Okunacak metin:
◇ ◇ ◇ ◇ ◇

ADİL KAPLAN

Doğum Yeri: Dersim – Mazgirt – Kaştun Köyü (Avunca)
Doğum Tarihi: 1964
Ölümsüzlük Yeri: Edirne F Tipi Cez. – ölüm orucu-170. gün
Ölümsüzlük Tarihi: 6 Nisan 2001
Kod Adı: Hamza
Konumu: PAÜ – Savaşçı

ADİL KAPLAN
TDKP taraftarı iken 1988’deki Baba Erdoğan önderliğinde gerçekleştirilen Kandıra eyleminden etkilenerek TKP(ML) saflarına katıldı. Evli ve bir kız çocuğu babası olan Adil Kaplan Fransa’da kitle faaliyeti yürüttükten sonra ülkeye geri dönerek Nisan 1994’de gerilla faaliyetine katıldı. Kıl karakoluna yapılan baskında yer alan Adil yoldaş, üç aylık gerilla faaliyetinden sonra Çukurova’ya atandı. 1994 sonbaharında yakalandı. Edirne F Tipi Cezaevine şehit düştü.

Sanırım Adil yoldaşı, ülkeye dönme günlerinin arifesinde örgütsel açıdan yaşadığı bir sıkıntı ile anlatmak gerekiyor. Çünkü, söz konusu Adil yoldaş olunca, kaçınılmaz bir şekilde aklıma gelen iki şeyden biri oluyor bu.
1994 yılında, yurtdışı örgütünün yaşadığı yoğun sıkıntılardan kaynaklı olarak parti, Olağanüstü Parti Konferansı’nın kararı ile Merkez Komite düzeyinde yurtdışı örgütüne müdahale etmişti. Bu müdahaleye paralel bir takım yeni düzenlemeler yapmıştı ama atılan bu adım sorunların bir bütün hallolduğu anlamına gelmiyordu. Çünkü yoğun bir dejenerasyondan kaynaklı olarak partiye, halka ve savaşa karşı ciddi bir yabancılaşma söz konusu idi. Tüm bunlardan ötürü derin bir grupçu, klikçi ve kişisel çekişme söz konusuydu.

◇ ◇ ◇ ◇ ◇

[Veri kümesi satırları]
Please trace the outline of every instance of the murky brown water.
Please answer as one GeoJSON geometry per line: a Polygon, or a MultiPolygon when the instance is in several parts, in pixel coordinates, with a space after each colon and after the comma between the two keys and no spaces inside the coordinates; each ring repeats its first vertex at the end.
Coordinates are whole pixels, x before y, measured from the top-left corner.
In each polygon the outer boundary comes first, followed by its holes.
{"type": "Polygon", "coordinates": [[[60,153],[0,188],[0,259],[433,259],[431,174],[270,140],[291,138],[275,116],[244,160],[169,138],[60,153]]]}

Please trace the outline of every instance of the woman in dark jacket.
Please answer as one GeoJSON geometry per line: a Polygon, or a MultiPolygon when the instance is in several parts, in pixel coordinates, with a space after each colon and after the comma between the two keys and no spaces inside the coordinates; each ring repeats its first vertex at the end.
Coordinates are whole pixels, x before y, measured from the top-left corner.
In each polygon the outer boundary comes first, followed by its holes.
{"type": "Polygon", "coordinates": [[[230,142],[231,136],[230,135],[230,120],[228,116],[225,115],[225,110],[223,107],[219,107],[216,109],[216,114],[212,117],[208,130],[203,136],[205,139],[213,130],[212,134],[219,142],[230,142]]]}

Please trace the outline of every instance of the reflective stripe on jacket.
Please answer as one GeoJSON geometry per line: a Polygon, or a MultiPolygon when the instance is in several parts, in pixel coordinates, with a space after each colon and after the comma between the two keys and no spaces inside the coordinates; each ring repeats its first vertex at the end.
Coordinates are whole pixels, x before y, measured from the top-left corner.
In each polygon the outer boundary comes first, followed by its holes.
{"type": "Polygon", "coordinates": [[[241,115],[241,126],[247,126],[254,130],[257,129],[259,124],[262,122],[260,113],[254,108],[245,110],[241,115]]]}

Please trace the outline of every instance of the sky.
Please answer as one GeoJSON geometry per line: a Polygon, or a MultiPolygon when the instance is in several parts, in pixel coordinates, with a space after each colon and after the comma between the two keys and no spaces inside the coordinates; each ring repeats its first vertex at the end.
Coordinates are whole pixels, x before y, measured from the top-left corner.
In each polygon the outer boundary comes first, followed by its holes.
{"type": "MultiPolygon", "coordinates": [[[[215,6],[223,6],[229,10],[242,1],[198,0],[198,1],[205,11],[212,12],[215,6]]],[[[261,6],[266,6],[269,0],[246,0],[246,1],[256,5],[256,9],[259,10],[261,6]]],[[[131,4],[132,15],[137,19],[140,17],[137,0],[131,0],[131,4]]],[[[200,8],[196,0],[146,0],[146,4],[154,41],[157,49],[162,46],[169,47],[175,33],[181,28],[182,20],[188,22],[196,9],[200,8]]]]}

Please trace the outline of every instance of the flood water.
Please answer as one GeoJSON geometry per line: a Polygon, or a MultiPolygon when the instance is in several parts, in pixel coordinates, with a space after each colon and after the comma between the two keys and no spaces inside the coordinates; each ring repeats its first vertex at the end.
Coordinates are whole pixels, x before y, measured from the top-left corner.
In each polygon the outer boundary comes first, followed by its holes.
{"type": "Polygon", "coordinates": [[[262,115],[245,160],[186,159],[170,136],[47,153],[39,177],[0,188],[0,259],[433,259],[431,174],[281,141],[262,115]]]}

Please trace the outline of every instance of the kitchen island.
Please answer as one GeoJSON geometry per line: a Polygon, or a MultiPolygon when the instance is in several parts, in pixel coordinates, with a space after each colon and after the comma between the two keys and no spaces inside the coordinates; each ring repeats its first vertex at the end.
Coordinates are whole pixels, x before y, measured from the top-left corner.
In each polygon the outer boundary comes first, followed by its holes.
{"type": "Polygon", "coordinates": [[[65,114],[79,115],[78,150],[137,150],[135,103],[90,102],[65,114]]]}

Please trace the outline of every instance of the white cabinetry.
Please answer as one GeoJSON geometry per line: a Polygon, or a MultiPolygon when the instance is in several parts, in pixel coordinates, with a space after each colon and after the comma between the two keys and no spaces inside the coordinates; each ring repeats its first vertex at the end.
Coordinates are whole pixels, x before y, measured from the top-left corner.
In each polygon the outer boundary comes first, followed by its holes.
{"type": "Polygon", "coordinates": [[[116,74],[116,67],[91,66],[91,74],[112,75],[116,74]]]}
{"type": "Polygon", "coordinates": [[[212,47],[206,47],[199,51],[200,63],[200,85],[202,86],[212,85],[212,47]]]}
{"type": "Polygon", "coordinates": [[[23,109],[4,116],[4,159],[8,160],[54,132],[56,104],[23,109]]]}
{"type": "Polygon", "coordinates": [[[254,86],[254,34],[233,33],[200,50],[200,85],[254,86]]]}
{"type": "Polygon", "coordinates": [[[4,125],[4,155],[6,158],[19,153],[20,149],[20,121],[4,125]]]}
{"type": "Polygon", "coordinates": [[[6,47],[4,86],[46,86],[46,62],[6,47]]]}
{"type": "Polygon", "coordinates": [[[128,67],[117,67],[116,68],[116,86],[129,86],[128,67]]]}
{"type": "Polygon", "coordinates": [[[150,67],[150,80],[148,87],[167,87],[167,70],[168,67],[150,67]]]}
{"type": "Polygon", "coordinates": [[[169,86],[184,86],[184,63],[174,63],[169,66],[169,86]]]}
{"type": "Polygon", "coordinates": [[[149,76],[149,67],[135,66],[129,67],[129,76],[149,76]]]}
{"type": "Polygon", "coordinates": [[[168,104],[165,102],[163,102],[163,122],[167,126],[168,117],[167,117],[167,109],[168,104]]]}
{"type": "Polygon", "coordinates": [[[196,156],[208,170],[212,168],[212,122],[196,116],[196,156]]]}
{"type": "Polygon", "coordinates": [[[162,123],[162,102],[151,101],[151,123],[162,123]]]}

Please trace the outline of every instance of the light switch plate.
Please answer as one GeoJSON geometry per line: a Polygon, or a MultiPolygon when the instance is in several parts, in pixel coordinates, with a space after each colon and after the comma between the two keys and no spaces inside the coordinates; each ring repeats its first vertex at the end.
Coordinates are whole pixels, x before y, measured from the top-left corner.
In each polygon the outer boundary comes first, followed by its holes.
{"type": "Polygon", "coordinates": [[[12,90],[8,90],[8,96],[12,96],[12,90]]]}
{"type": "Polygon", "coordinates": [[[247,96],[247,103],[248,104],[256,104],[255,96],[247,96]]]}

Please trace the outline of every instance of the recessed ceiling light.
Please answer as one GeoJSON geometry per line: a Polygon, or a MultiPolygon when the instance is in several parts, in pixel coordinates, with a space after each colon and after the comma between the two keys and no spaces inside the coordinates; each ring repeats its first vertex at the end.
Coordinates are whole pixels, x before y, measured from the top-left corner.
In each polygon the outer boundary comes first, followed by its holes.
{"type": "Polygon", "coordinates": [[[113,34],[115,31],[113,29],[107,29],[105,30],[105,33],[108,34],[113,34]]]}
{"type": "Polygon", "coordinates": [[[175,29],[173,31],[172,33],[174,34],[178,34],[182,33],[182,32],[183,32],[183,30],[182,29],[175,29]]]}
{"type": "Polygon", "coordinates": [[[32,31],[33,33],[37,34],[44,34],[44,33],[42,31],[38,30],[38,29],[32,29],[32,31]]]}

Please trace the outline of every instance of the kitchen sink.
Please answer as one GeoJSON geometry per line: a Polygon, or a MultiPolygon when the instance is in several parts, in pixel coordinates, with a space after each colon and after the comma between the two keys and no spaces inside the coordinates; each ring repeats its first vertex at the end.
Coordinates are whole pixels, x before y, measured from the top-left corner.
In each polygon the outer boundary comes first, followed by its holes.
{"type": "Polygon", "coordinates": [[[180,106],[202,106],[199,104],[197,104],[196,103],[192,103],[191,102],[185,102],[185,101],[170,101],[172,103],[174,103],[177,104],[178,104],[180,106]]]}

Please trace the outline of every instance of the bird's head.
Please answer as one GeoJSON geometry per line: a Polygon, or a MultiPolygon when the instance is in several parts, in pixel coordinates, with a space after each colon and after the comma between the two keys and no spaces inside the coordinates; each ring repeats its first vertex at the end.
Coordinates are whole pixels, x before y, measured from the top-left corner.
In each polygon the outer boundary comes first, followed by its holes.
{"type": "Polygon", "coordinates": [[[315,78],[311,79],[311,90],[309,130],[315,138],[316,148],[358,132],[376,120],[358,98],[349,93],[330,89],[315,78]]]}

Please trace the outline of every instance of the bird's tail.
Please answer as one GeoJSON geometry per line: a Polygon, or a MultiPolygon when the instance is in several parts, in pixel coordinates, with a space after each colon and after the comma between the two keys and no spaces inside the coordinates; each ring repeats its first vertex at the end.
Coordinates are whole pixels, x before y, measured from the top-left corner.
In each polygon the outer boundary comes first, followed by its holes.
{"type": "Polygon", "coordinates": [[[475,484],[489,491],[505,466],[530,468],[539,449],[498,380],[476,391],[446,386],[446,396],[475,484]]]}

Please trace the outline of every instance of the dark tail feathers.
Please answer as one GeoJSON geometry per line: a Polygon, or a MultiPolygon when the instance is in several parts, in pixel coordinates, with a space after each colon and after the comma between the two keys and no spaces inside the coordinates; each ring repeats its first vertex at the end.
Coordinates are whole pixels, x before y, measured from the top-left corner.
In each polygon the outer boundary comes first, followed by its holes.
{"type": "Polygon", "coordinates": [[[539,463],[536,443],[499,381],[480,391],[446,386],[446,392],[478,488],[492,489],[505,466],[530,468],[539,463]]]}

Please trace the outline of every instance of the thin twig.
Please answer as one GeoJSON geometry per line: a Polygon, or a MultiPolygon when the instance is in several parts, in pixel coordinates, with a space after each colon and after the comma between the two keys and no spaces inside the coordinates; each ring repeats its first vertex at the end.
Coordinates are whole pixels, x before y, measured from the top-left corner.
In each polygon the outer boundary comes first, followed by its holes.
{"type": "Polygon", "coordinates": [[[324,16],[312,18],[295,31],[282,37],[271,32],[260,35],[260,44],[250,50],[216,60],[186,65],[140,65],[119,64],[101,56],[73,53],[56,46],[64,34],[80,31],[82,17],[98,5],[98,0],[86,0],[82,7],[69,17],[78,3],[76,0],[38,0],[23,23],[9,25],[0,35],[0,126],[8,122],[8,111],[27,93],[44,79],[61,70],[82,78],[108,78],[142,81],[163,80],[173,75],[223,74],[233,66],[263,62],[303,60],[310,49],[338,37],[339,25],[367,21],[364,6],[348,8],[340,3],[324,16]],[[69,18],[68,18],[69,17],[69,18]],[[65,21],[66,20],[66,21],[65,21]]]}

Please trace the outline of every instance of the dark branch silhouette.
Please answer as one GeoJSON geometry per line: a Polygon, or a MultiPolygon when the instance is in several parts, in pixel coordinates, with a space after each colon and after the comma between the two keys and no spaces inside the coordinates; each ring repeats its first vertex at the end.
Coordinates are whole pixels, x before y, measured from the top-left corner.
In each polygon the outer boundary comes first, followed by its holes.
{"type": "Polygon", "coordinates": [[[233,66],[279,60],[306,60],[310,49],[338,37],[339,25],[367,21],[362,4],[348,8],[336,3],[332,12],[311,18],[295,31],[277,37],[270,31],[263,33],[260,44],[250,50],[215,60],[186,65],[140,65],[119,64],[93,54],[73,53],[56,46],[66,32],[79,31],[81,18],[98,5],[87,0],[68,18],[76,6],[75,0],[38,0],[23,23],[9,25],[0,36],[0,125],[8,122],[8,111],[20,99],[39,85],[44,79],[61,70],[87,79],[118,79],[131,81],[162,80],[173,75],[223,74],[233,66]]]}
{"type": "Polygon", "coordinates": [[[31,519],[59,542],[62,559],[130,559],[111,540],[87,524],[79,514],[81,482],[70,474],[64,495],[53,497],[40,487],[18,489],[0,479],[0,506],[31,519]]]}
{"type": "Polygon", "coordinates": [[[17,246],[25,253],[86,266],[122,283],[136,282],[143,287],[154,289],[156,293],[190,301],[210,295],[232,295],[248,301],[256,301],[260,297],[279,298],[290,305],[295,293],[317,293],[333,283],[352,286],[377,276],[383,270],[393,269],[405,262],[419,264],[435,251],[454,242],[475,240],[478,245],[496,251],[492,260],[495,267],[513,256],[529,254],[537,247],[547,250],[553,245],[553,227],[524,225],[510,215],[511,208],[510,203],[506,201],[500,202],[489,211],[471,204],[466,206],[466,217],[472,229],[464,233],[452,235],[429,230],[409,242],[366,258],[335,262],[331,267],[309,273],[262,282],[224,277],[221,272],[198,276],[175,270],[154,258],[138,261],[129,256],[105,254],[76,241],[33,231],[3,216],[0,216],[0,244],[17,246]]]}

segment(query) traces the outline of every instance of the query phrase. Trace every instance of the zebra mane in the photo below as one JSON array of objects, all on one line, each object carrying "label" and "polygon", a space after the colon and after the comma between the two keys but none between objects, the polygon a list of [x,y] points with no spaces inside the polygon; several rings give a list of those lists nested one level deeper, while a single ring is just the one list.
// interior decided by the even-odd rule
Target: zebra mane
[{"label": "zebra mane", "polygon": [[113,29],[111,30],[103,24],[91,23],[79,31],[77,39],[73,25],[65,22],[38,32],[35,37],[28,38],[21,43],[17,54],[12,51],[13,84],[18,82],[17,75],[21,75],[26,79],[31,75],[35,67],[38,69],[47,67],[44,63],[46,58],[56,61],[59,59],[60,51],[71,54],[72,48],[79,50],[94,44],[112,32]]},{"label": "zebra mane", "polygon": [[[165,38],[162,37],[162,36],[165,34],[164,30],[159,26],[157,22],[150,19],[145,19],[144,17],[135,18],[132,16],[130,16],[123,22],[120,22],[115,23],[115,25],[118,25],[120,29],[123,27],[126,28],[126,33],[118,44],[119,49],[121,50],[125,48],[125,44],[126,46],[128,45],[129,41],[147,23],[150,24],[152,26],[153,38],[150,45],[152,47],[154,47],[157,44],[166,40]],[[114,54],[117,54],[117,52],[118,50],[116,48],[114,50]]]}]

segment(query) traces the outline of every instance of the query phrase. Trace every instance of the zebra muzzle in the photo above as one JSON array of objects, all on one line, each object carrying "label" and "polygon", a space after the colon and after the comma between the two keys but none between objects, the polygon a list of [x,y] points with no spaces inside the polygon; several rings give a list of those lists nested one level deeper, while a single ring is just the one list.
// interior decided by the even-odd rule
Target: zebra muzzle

◇ ◇ ◇ ◇ ◇

Adil Kaplan hakkındaki metne göre şu soruları yanıtlayın:
(a) Adil Kaplan hangi yılda doğmuştur?
(b) Adil Kaplan gerilla faaliyetine hangi ay ve yılda katılmıştır?
(c) Parti 1994 yılında yurtdışı örgütüne hangi kararla müdahale etmiştir?

Bu görevin çözümü:
(a) Adil Kaplan 1964 yılında doğmuştur.
(b) Adil Kaplan gerilla faaliyetine Nisan 1994'te katılmıştır.
(c) Parti, yurtdışı örgütüne Olağanüstü Parti Konferansı'nın kararıyla müdahale etmiştir.